-- Begin --

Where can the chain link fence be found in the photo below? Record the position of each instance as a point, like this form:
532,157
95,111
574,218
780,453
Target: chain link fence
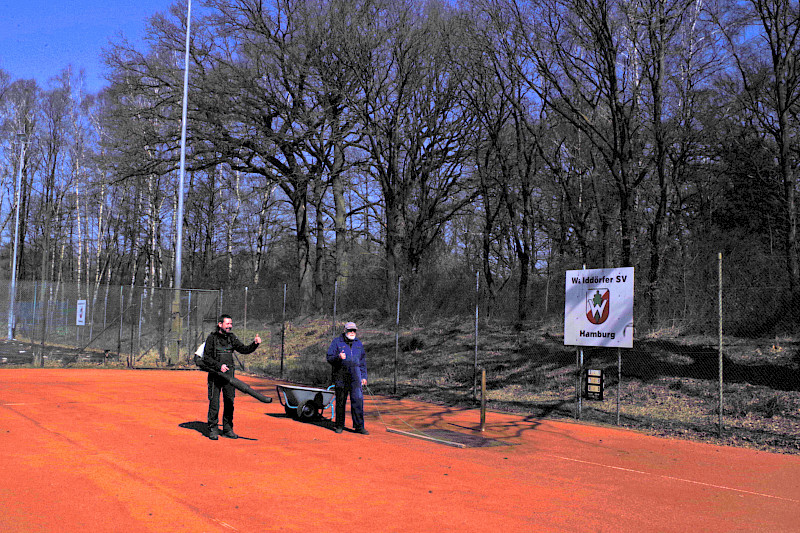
65,323
432,340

-- End --

**Task goal**.
Rewrite the entries above as a JSON list of strings, with one string per line and blank lines omitted. Leave the pictures out.

**Complete response**.
[
  "Where can the chain link fence be found in the photo below? Record the position of each instance as a point, like this form:",
  "532,157",
  "95,111",
  "574,218",
  "780,453",
  "Target: chain link fence",
  "65,323",
  "432,340"
]